Berlinale
2004:
Avanim (Stones - Steine)
Von Gudrun Wilhelmy
Etwas zu lieben, ist sicherlich ein
besonders guter Ansatz für einen Film. Und Raphael Nadjari gibt in seinem
Film Avanim Einblicke in das traditionelle sefardisch jüdische Leben in Tel
Aviv, wie es nirgends mehr sonst in der Welt existiert.
Die Kamera (Laurent Brunet) läßt Michale
nicht mehr aus den Augen. Die verheiratete Frau mit einem Kind nutzt die
Morgenstunden, um sich mit ihrem Liebhaber in einem Hotel zu treffen. Als er
eines Tage bei einem "Selbstmordattentat" sein Leben verliert während er auf
sie wartet, entgleitet Michale die Kontrolle über ihren durchorganisierte
Alltag zwischen der Arbeit in der Firma ihres Vater, den Pflichten als
Mutter, Ehefrau und Tochter und dem heimlichen Leben.

Asi Levi spielt Michale als eine Frau von
wenig Worten, die mit niemandem über ihre Probleme spricht. Aus dem
traditionellen Milieu stammend, ist sie dennoch nicht bereit, alle
Traditionen mitzumachen. Zwar steht sie mit den anderen Frauen gemeinsam
draußen vor der Synagoge, aber ohne Kopfbedeckung. Was der Rabbiner
akzeptiert, will der Gabbai nicht gelten lassen. Zwischen ihm und Michale
wird ein erbitterter Kampf ausgetragen.
Der gemeinsame Schabbat mit ihrem Vater,
zeigt dann wiederum Michale als Traditionalistin, die Gespräche über Arbeit
zwischen Schmoulik, ihrem Mann, und ihrem Vater unterbinden will. Sehr
dezent umspannt Nadjari hier die Breite gelebten Glaubens, mit dem nur der
engstirnige Gabbai nicht umgehen kann.

Als Michale nach einer Nacht am Strand in
Schmerz und Trauer um den Geliebten nach Hause kommt, wird sie von Ehemann
und Vater aufgebracht und in großer Sorge zu Hause erwartet. Sie verweigert
jede Auskunft über ihre Abwesenheit. Sie packt ihre Sachen und verlässt mit
dem Sohn das Haus, nachdem sie vom Vater als Hure beschimpft wird und er ihr
verbietet, ihn weiter Vater zu nennen. Hier verliert Michale, die sonst
rational reagiert, endgültig die Kontrolle über ihre Handlungen. Mit ihrem
Rachefeldzug gegen den Gabbai und ihren Vater setzt sie eine Verkettung
furchtbarer Ereignisse in Gang, die in einer Katastrophe endet. Am Ende
verlieren alle.

AUFGABE 1: Wer führt laut der Filmkritik bei Avanim die Kamera?

ÜBUNGSMATERIAL:
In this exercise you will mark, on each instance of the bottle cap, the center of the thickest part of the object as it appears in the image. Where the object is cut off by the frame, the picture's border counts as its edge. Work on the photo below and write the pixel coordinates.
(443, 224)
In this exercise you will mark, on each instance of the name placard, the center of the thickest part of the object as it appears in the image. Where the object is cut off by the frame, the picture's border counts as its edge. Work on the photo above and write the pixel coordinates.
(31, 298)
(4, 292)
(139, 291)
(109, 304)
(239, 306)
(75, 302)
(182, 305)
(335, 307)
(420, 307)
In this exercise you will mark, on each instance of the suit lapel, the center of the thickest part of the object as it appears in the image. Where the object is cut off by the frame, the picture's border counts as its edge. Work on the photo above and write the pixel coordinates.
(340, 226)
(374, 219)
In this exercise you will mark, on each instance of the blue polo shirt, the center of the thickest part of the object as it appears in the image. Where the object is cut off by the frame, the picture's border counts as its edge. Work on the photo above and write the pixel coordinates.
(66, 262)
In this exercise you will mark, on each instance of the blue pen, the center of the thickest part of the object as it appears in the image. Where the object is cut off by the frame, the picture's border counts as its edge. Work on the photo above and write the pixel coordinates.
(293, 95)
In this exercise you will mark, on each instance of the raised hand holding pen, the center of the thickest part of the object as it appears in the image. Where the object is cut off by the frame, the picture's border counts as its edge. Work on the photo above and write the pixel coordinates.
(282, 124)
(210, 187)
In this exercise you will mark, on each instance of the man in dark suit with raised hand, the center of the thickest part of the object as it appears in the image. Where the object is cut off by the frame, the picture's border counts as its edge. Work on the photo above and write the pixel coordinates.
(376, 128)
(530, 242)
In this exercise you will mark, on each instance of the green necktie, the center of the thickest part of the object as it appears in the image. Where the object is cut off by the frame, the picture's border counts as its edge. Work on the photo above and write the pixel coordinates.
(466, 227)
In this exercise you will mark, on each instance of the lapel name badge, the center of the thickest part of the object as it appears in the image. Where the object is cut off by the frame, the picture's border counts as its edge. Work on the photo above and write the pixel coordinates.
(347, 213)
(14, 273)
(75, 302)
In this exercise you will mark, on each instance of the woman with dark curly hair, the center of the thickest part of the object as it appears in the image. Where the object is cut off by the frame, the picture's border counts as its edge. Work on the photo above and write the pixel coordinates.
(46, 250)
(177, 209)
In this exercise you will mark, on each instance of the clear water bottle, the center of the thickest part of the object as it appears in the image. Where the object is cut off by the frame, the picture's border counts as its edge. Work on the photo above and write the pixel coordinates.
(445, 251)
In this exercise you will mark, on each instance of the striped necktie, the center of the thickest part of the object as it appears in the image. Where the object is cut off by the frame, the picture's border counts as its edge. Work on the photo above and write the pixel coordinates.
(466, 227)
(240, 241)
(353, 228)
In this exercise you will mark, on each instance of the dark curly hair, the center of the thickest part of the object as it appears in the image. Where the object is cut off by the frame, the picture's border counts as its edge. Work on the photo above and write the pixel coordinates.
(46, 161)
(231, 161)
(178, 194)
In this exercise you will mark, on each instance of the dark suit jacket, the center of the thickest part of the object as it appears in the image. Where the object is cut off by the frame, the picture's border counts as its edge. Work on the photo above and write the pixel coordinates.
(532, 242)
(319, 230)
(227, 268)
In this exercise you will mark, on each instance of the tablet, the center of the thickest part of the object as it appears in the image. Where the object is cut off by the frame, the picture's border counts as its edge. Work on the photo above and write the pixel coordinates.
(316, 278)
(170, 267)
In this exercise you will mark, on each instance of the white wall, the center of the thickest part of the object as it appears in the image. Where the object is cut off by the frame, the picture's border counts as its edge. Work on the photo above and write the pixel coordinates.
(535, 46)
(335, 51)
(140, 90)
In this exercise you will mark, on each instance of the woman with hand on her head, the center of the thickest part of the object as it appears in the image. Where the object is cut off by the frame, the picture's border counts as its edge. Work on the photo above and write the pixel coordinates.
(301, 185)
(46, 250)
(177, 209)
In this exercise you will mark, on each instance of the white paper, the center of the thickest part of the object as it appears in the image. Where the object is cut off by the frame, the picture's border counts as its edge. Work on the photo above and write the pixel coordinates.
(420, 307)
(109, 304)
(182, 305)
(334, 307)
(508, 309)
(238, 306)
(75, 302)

AUFGABE 2: Entnehmen Sie den Einträgen alle Zeilen, in denen das Wort „name“ vorkommt.

LÖSUNG 1: Laurent Brunet

LÖSUNG 2:
In this exercise you will mark, on each instance of the name placard, the center of the thickest part of the object as it appears in the image. Where the object is cut off by the frame, the picture's border counts as its edge. Work on the photo above and write the pixel coordinates.
In this exercise you will mark, on each instance of the lapel name badge, the center of the thickest part of the object as it appears in the image. Where the object is cut off by the frame, the picture's border counts as its edge. Work on the photo above and write the pixel coordinates.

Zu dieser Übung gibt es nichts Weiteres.